Une articulation charpentée
L’ouvrage est composé sur un mode à quatre temps, comme un moteur à explosion bien rodé ! Il commence par une présentation de l’assemblée, continue par la description de l’accès à la célébration, se poursuit avec celle de l’action liturgique et se conclut par une réflexion sur l’expérience de la liturgie.
Constituer l’assemblée
Premier pas pour cette assemblée en prière, l’évêque prédicateur doit d’abord la constituer et la fidéliser : ce n’est déjà pas une mince affaire avec la concurrence d’autres rassemblements festifs et attractifs comme les jeux du cirque, l’hippodrome ou le théâtre, d’où des plaintes fortes des pasteurs contre l’absentéisme et des rappels sonores en faveur de l’assiduité : « A quoi sert-il que l’Eglise aime ses enfants, si elle ne voit leur visage qu’aux jours de grande fête » ? Assiduité quotidienne – chaque jour et même tout le jour – qui assimile de façon trop radicale, sous la plume du Patriarche de Constantinople, la condition monastique à celle du baptisé ! Le travail liturgique qu’est la prédication, marqueur de l’assiduité, peut être source de fatigue à la fois pour l’orateur mais aussi pour les fidèles, par l’attention qu’elle exige et par la longueur du discours que favorise volontiers le genre oral. Augustin aime conjuguer les trois termes constitutifs selon lui de l’assemblée : congregatio (foule), lectio (Parole de Dieu) et sermo (prédication), trilogie emblématique d’une véritable participation liturgique.

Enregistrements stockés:
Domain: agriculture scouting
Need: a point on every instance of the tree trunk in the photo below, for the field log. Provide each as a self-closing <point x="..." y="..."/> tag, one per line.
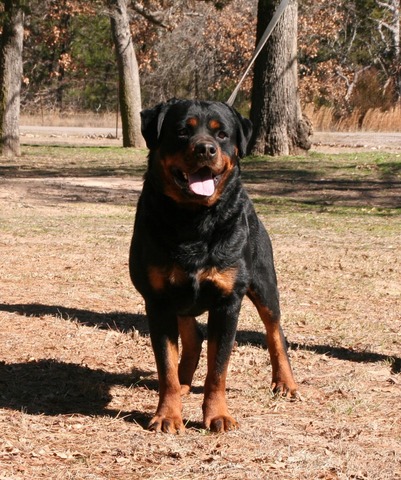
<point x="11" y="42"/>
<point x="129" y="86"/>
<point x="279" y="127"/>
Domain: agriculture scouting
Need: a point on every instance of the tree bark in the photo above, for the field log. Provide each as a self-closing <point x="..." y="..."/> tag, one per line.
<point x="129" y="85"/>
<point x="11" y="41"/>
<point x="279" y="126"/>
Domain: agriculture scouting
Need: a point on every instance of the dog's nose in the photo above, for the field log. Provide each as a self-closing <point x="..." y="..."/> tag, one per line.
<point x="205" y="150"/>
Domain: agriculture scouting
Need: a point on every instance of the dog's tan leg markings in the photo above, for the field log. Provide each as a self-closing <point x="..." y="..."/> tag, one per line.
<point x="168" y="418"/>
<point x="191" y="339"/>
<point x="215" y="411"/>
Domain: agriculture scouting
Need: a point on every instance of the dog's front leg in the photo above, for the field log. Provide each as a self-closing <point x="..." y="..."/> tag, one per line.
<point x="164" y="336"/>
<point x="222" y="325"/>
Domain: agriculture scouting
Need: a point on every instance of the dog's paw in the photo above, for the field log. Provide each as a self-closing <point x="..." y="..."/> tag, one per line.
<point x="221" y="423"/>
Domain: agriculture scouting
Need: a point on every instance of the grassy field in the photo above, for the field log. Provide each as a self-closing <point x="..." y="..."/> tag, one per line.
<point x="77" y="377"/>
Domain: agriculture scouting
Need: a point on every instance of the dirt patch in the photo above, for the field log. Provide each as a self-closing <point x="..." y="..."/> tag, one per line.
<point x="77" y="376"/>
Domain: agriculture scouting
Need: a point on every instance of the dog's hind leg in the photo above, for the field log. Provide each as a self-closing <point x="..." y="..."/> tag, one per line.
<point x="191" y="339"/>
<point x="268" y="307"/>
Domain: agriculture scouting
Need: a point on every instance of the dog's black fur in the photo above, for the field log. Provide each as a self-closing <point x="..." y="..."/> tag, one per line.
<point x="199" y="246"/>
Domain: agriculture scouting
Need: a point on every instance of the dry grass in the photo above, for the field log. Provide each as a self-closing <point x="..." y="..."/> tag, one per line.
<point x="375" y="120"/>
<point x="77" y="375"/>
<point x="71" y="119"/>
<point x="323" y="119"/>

## Tâche assignée A
Résumez l'extrait en deux phrases.
## Tâche assignée B
Répondez aux questions suivantes à partir de l'extrait.
(i) À quoi la composition en quatre temps de l'ouvrage est-elle comparée ?
(ii) Quels rassemblements font concurrence à l'assemblée en prière ?
(iii) Quels sont les trois termes qu'Augustin associe pour constituer l'assemblée ?
## Tâche assignée C
Transcrivez le passage de l'extrait allant de « Une articulation charpentée » à « de la liturgie. ».
Appuyez-vous uniquement sur l'extrait pour traiter ce qui suit.

## Espace de réponse A
L'ouvrage suit une structure en quatre temps : présentation de l'assemblée, accès à la célébration, action liturgique, puis réflexion sur l'expérience de la liturgie. L'évêque prédicateur doit d'abord constituer et fidéliser l'assemblée face à la concurrence des jeux du cirque, de l'hippodrome ou du théâtre, et Augustin la définit par trois termes : congregatio, lectio et sermo.

## Espace de réponse B
(i) À un moteur à explosion bien rodé.
(ii) Les jeux du cirque, l'hippodrome et le théâtre.
(iii) Congregatio (foule), lectio (Parole de Dieu) et sermo (prédication).

## Espace de réponse C
Une articulation charpentée
L’ouvrage est composé sur un mode à quatre temps, comme un moteur à explosion bien rodé ! Il commence par une présentation de l’assemblée, continue par la description de l’accès à la célébration, se poursuit avec celle de l’action liturgique et se conclut par une réflexion sur l’expérience de la liturgie.